> **Provided entries**
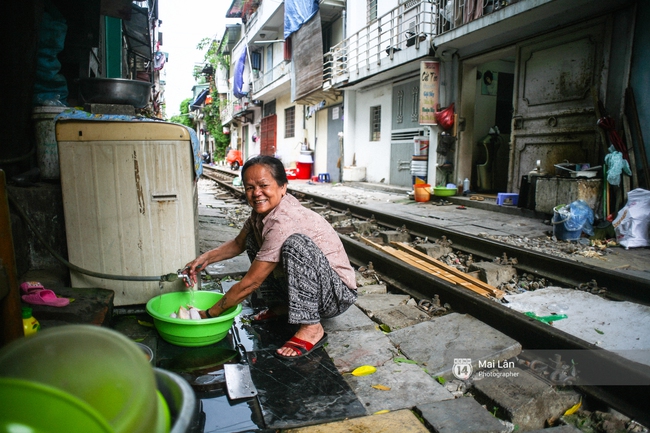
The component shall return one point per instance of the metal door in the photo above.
(554, 116)
(268, 138)
(334, 126)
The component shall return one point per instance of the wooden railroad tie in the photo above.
(419, 260)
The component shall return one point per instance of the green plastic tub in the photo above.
(190, 333)
(96, 365)
(441, 191)
(28, 406)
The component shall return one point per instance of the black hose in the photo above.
(76, 268)
(19, 158)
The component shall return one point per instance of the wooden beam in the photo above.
(450, 269)
(438, 271)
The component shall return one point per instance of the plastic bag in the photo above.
(579, 216)
(615, 166)
(633, 220)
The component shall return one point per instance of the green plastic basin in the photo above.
(27, 406)
(441, 191)
(99, 366)
(191, 333)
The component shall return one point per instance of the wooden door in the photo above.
(269, 137)
(554, 118)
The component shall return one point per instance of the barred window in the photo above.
(290, 122)
(372, 10)
(375, 123)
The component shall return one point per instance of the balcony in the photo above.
(236, 109)
(401, 35)
(462, 27)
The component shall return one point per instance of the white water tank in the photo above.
(130, 203)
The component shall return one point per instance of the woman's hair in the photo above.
(274, 165)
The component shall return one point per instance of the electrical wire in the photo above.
(23, 215)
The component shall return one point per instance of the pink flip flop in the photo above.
(45, 297)
(31, 286)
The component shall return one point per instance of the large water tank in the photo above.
(130, 203)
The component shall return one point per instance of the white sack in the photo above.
(633, 221)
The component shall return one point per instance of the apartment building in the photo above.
(528, 81)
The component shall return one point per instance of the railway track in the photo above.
(630, 398)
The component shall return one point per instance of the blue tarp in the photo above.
(239, 76)
(198, 102)
(296, 13)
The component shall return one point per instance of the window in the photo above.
(372, 10)
(375, 123)
(290, 122)
(269, 108)
(269, 58)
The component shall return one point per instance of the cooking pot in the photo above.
(115, 91)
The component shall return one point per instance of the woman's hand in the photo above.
(194, 268)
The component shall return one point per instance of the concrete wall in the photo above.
(319, 145)
(640, 74)
(288, 148)
(374, 155)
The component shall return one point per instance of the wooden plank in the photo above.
(429, 268)
(630, 151)
(630, 103)
(460, 274)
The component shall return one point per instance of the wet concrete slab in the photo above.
(523, 398)
(559, 429)
(302, 391)
(402, 421)
(400, 316)
(460, 415)
(620, 327)
(373, 289)
(406, 386)
(373, 303)
(352, 319)
(352, 349)
(438, 342)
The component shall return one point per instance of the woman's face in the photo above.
(262, 191)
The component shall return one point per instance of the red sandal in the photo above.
(302, 347)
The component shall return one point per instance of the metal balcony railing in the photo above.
(411, 23)
(269, 77)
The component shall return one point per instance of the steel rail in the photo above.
(594, 362)
(620, 285)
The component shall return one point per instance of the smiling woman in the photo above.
(296, 257)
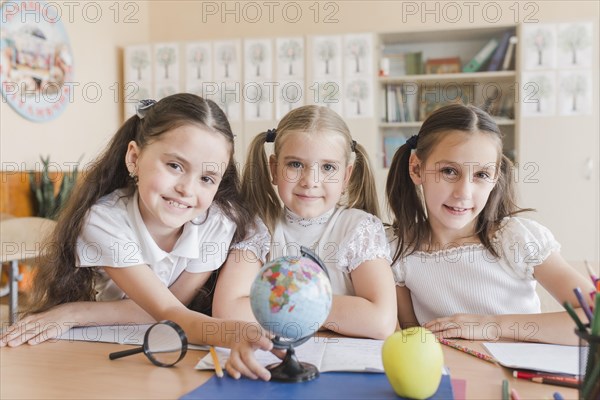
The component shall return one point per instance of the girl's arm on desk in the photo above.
(559, 279)
(39, 327)
(371, 312)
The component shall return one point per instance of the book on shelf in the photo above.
(508, 60)
(482, 56)
(435, 97)
(495, 63)
(399, 103)
(390, 145)
(448, 65)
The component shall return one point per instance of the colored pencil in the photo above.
(555, 382)
(584, 305)
(557, 396)
(505, 390)
(573, 315)
(531, 375)
(218, 369)
(593, 276)
(472, 352)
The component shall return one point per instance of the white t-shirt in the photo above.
(114, 235)
(469, 279)
(343, 238)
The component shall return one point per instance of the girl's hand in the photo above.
(465, 326)
(241, 360)
(38, 328)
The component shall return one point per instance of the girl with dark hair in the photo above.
(465, 266)
(140, 236)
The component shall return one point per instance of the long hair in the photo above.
(58, 280)
(410, 223)
(258, 192)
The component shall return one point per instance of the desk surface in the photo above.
(82, 370)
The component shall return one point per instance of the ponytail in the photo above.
(409, 218)
(58, 280)
(362, 191)
(257, 191)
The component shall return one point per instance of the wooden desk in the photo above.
(82, 370)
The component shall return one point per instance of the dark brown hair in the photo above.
(58, 280)
(409, 216)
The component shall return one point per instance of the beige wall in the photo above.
(84, 127)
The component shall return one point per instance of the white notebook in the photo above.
(327, 354)
(551, 358)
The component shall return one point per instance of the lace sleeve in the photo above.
(368, 242)
(258, 241)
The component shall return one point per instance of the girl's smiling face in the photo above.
(178, 176)
(457, 178)
(311, 172)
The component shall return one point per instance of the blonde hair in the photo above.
(258, 192)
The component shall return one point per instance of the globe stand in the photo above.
(292, 370)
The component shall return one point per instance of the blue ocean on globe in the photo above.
(291, 297)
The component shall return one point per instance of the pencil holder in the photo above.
(589, 365)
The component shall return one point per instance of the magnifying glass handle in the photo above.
(125, 353)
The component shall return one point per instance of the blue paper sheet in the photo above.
(329, 385)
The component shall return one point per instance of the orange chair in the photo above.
(21, 239)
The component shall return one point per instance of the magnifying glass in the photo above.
(165, 344)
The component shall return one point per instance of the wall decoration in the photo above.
(37, 61)
(290, 58)
(138, 76)
(575, 44)
(198, 65)
(575, 88)
(539, 46)
(538, 97)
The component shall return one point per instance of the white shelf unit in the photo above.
(472, 87)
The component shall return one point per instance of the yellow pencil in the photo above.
(464, 349)
(218, 369)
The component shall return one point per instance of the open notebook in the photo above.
(327, 354)
(550, 358)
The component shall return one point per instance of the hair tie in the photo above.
(412, 142)
(271, 133)
(142, 107)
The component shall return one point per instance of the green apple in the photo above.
(413, 361)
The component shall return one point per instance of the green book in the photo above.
(482, 56)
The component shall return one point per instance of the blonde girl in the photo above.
(326, 201)
(465, 266)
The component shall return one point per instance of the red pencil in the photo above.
(558, 380)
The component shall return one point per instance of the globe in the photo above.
(291, 298)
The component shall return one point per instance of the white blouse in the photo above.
(114, 235)
(469, 279)
(343, 238)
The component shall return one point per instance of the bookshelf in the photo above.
(407, 94)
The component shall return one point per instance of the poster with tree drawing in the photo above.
(538, 96)
(358, 55)
(575, 88)
(290, 57)
(138, 63)
(575, 45)
(226, 60)
(166, 63)
(290, 95)
(258, 61)
(198, 63)
(539, 50)
(327, 57)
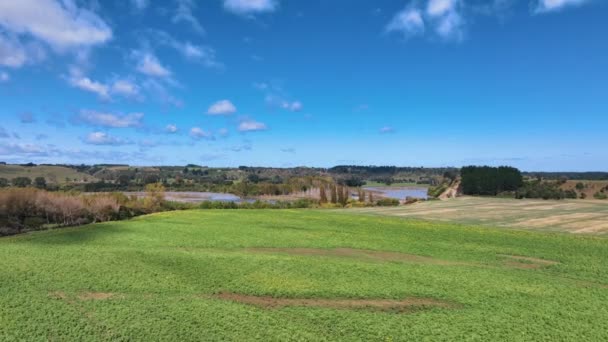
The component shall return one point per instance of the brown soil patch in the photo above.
(404, 305)
(526, 263)
(361, 254)
(95, 295)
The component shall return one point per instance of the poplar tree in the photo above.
(322, 195)
(334, 194)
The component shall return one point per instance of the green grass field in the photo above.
(276, 275)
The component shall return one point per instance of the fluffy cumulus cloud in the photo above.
(110, 120)
(223, 107)
(555, 5)
(89, 85)
(409, 22)
(278, 101)
(3, 133)
(27, 118)
(102, 138)
(171, 129)
(242, 7)
(125, 88)
(251, 126)
(149, 65)
(185, 13)
(60, 24)
(140, 4)
(446, 18)
(386, 130)
(199, 133)
(193, 52)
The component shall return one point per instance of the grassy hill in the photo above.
(52, 173)
(300, 275)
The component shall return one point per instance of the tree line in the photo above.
(490, 181)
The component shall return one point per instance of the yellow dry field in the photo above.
(574, 216)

> **Task**
The required output is the listing above reproduced exactly, pictures removed.

> **Written response**
The component shall return one point per instance of the metal door in the photo above.
(554, 116)
(268, 138)
(334, 126)
The component shall return one point per instance of the wooden railroad tie in the photo above.
(419, 260)
The component shall return one point per instance of the green plastic tub in the photo above.
(190, 333)
(96, 365)
(441, 191)
(28, 406)
The component shall return one point per instance of the black hose in the photo above.
(76, 268)
(19, 158)
The component shall return one point per instance of the wooden beam in the photo above.
(450, 269)
(438, 271)
The component shall return one point per instance of the plastic bag in the photo above.
(579, 216)
(615, 166)
(633, 220)
The component shall return one point per instance of the green plastic basin in the photo above.
(27, 406)
(441, 191)
(99, 366)
(191, 333)
The component shall return one point per instance of the wooden door in the photo above.
(269, 137)
(554, 118)
The component shall return one point per instance of the barred window in the photo above.
(290, 122)
(372, 10)
(375, 123)
The component shall return one point per instance of the balcony in the photo above.
(236, 109)
(401, 35)
(462, 27)
The component shall return one point per instance of the white water tank in the photo above.
(130, 203)
The component shall return one point per instance of the woman's hair in the photo above.
(274, 165)
The component shall return one point per instance of the electrical wire in the photo above.
(23, 215)
The component shall return one point per instance of the pink flip flop in the photo above.
(45, 297)
(31, 286)
The component shall return one point per instance of the large water tank in the photo above.
(130, 203)
The component shall return one point per instance of the white sack in the photo above.
(633, 221)
The component shall return one point per instance of the apartment building in the photo above.
(528, 81)
The component shall return one point per instance of the railway track in the photo above.
(630, 398)
The component shall return one point per instance of the blue tarp in the photo above.
(239, 76)
(198, 102)
(296, 13)
The component shall return one point per instance of the window in the photo above.
(372, 10)
(375, 123)
(290, 122)
(269, 108)
(269, 58)
The component shall return one point per instance of the cooking pot in the photo above.
(115, 91)
The component shall return one point per instance of the woman's hand in the photo above.
(194, 268)
The component shall return one point per instance of the concrete wall in the photo above.
(319, 145)
(640, 74)
(288, 148)
(374, 155)
The component shall return one point per instance of the wooden plank in the photo above.
(429, 268)
(630, 151)
(630, 103)
(460, 274)
The component shall return one point per instance of the wet concrete slab in the photo above.
(523, 398)
(559, 429)
(302, 391)
(402, 421)
(400, 316)
(460, 415)
(620, 327)
(373, 289)
(406, 386)
(373, 303)
(352, 319)
(352, 349)
(438, 342)
The component shall return one point per instance of the woman's face in the photo above.
(262, 191)
The component shall return one point per instance of the red sandal in the photo above.
(302, 347)
The component shall return one point per instance of the metal balcony railing in the photo above.
(411, 23)
(269, 77)
The component shall return one point per instance of the steel rail in the photo above.
(594, 362)
(620, 285)
The component shall return one point per instance of the smiling woman in the photo above.
(296, 257)
The component shall return one point per instance of the girl's arm on desk in the photo above.
(559, 279)
(39, 327)
(371, 312)
The component shall return one point per instance of the book on shelf in the photo above.
(508, 60)
(482, 56)
(435, 97)
(495, 63)
(399, 103)
(390, 145)
(448, 65)
The component shall return one point per instance of the colored pencil in the photo above.
(555, 382)
(584, 305)
(557, 396)
(505, 390)
(573, 315)
(531, 375)
(218, 369)
(593, 276)
(472, 352)
The component shall return one point per instance of the white t-shirt in the photo above.
(114, 235)
(469, 279)
(343, 238)
The component shall return one point per instance of the girl's hand in the photo above.
(465, 326)
(241, 360)
(38, 328)
The component shall return one point per instance of the girl with dark hair in the photo above.
(465, 266)
(140, 236)
The component shall return one point per instance of the long hair in the photo above.
(58, 280)
(410, 223)
(258, 192)
The component shall return one point per instance of the desk surface in the photo above.
(82, 370)
The component shall return one point per instance of the ponytail in the photo above.
(409, 218)
(58, 280)
(362, 191)
(257, 191)
The component shall return one point per instance of the wooden desk in the photo above.
(82, 370)
The component shall return one point per instance of the dark brown hair in the photo above.
(58, 280)
(409, 216)
The component shall return one point per instance of the beige wall in the photo above.
(84, 127)
The component shall return one point per instance of the white notebook in the photo above.
(327, 354)
(551, 358)
The component shall return one point per instance of the lace sleeve in the photo above.
(368, 242)
(258, 241)
The component shall return one point per instance of the girl's smiling face in the photo above.
(178, 176)
(457, 178)
(311, 172)
The component shall return one point per instance of the blonde hair in the photo above.
(258, 192)
The component shall return one point per instance of the globe stand in the photo above.
(292, 370)
The component shall return one point per instance of the blue ocean on globe in the photo above.
(291, 297)
The component shall return one point per instance of the pencil holder in the photo above.
(589, 365)
The component shall return one point per instance of the magnifying glass handle in the photo above.
(125, 353)
The component shall return one point per instance of the blue paper sheet in the photo above.
(329, 385)
The component shall return one point per instance of the orange chair in the photo above.
(21, 239)
The component shall return one point per instance of the magnifying glass in the photo above.
(165, 344)
The component shall return one point per instance of the wall decoration in the photo above.
(37, 61)
(290, 58)
(138, 76)
(575, 44)
(198, 65)
(575, 88)
(539, 46)
(538, 97)
The component shall return one point per instance of the white shelf unit in the photo above.
(472, 87)
The component shall return one point per instance of the yellow pencil in the photo above.
(464, 349)
(218, 369)
The component shall return one point per instance of the open notebook in the photo above.
(327, 354)
(550, 358)
The component shall return one point per instance of the hair tie in the photo above.
(412, 142)
(271, 133)
(142, 107)
The component shall return one point per instance of the green apple in the photo above.
(413, 361)
The component shall return one point per instance of the green book in the photo above.
(482, 56)
The component shall return one point per instance of the blonde girl in the photo above.
(326, 201)
(465, 266)
The component shall return one point per instance of the red pencil in the photo above.
(558, 380)
The component shall return one point per instance of the globe in the photo above.
(291, 298)
The component shall return one point per instance of the white blouse in the photo above.
(114, 235)
(469, 279)
(343, 238)
The component shall return one point per instance of the bookshelf in the photo above.
(407, 94)
The component shall return one point per instance of the poster with tree drawing in the photo above.
(538, 96)
(358, 55)
(575, 88)
(290, 57)
(138, 63)
(575, 45)
(226, 60)
(166, 63)
(290, 95)
(258, 61)
(198, 63)
(539, 50)
(327, 57)
The component shall return one point per instance of the brown soil patch in the photo above.
(404, 305)
(526, 263)
(361, 254)
(95, 295)
The component shall return one point per instance of the poplar tree in the photo above.
(322, 195)
(334, 194)
The component shall return one point per instance of the green grass field in the photo above.
(276, 275)
The component shall return one point per instance of the fluffy cumulus cloud in the photo above.
(110, 120)
(223, 107)
(555, 5)
(89, 85)
(409, 22)
(278, 101)
(3, 133)
(27, 118)
(102, 138)
(171, 129)
(242, 7)
(125, 88)
(251, 126)
(149, 65)
(185, 13)
(60, 24)
(140, 4)
(446, 18)
(386, 130)
(199, 133)
(193, 52)
The component shall return one point per instance of the grassy hill in the photo above.
(52, 173)
(300, 275)
The component shall return one point per instance of the tree line in the photo above.
(490, 181)
The component shall return one point per instance of the yellow dry field in the photo above.
(574, 216)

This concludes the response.